Lesetext
»»

# Fischereischein einlaminieren



## Werner_Beinhart

Hi Leute,
habe heute meinen Fischereischein (Bayern) bekommen. Der ist ja nicht wasserfest. Kann man den einlaminieren?


----------



## snofla

*AW: Fischereischein einlaminieren*

wenn man alles drauf lesen kan (Gültigkeit) ,dich gut erkennen kann...............was sollte dagegen sprechen.....................hast du einen auf lebenszeit?,ich frag nur weil denk dran du musst ihn verlängern lassen


----------



## antonio

*AW: Fischereischein einlaminieren*

normalerweise dürften dokumente nicht einlaminiert werden.
in einigen dok gbts prägungen und dergleichen die dann nicht mehr ohne weiteres zu prüfen wären.
weiß aber nicht wie der in bayern aussieht.

antonio


----------



## Bandit0815

*AW: Fischereischein einlaminieren*

Zur Info
meiner is einlaminiert
Heute auf Lebenszeit geholt!

Gruß Alex


----------



## Werner_Beinhart

*AW: Fischereischein einlaminieren*

Meiner ist auf Lebenszeit, braucht also nichts mehr drauf geändert zu werden. Prägungen sind auch keine drauf.

@Bandit0815 
Hast du ihn selber einlaminiert?


----------



## Bandit0815

*AW: Fischereischein einlaminieren*

Hallo

Nee hat die freundliche Dame beim Ordnungsamt gemacht ist bei uns Standart!

Gruß


----------



## DerAngler93

*AW: Fischereischein einlaminieren*

Würde es nicht machen. Es ist schließlich ein Dokument und an Dokumenten darf man nichts ändern.

««

Datenliste
»»

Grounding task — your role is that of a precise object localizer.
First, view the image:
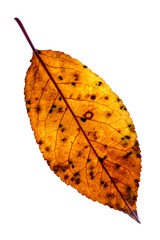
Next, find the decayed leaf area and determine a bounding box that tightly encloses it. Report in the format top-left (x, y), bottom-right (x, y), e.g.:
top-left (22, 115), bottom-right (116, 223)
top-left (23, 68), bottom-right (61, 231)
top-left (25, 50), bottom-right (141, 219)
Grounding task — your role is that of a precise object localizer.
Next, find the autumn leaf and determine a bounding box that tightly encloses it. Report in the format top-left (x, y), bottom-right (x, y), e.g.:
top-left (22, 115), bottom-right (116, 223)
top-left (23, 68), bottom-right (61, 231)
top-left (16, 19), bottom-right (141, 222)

««
»»

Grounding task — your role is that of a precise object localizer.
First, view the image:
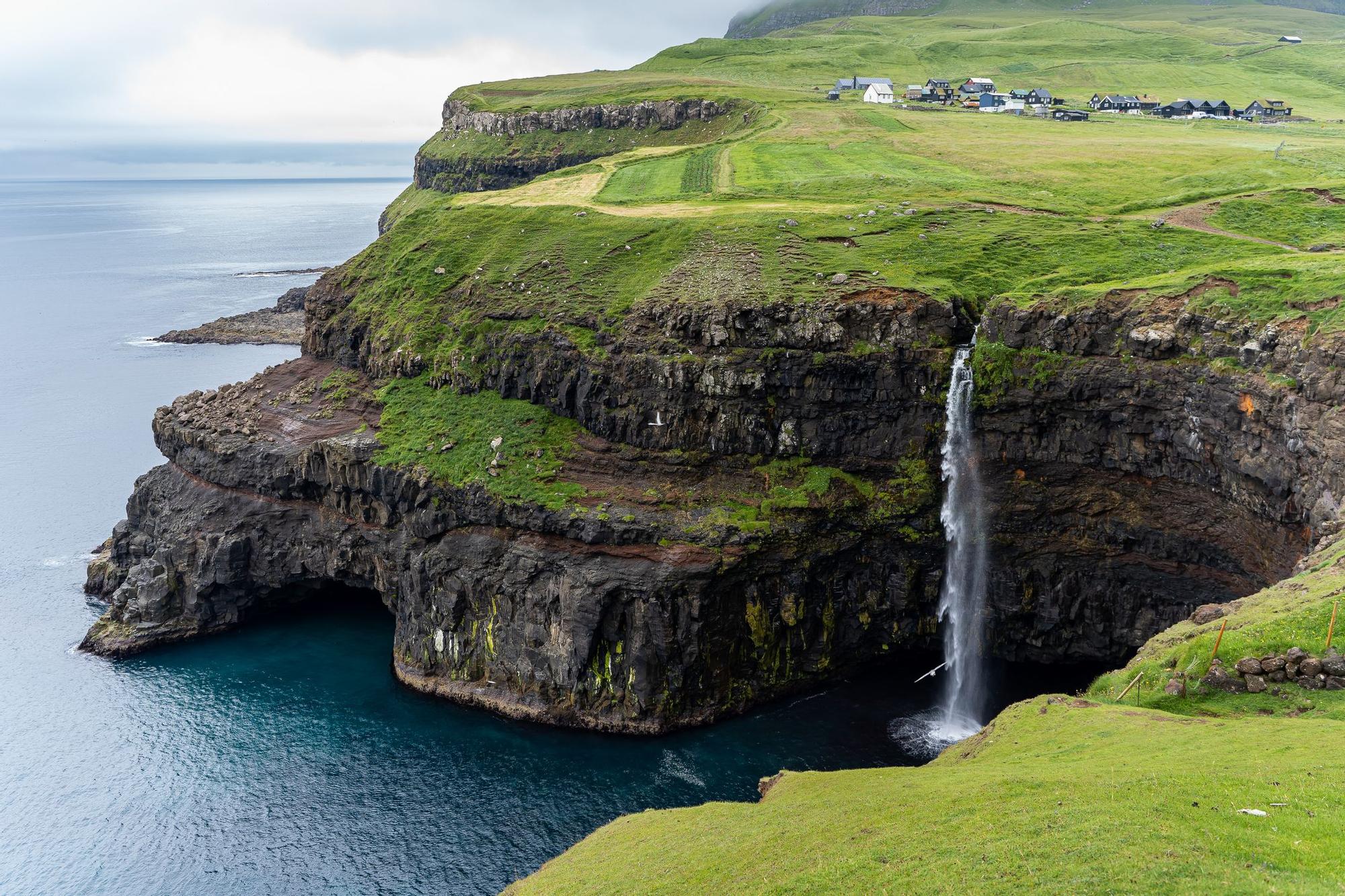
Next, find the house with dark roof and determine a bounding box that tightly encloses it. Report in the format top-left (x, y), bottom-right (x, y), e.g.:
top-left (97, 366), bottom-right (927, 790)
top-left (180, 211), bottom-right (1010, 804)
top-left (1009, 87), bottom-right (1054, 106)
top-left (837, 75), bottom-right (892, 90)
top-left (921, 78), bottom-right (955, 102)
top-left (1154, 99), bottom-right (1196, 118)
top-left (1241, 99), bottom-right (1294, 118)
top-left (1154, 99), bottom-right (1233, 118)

««

Wer hat im Lesetext den Fischereischein von Bandit0815 einlaminiert?

Schriftliche Antwort
Die Dame beim Ordnungsamt hat ihn einlaminiert.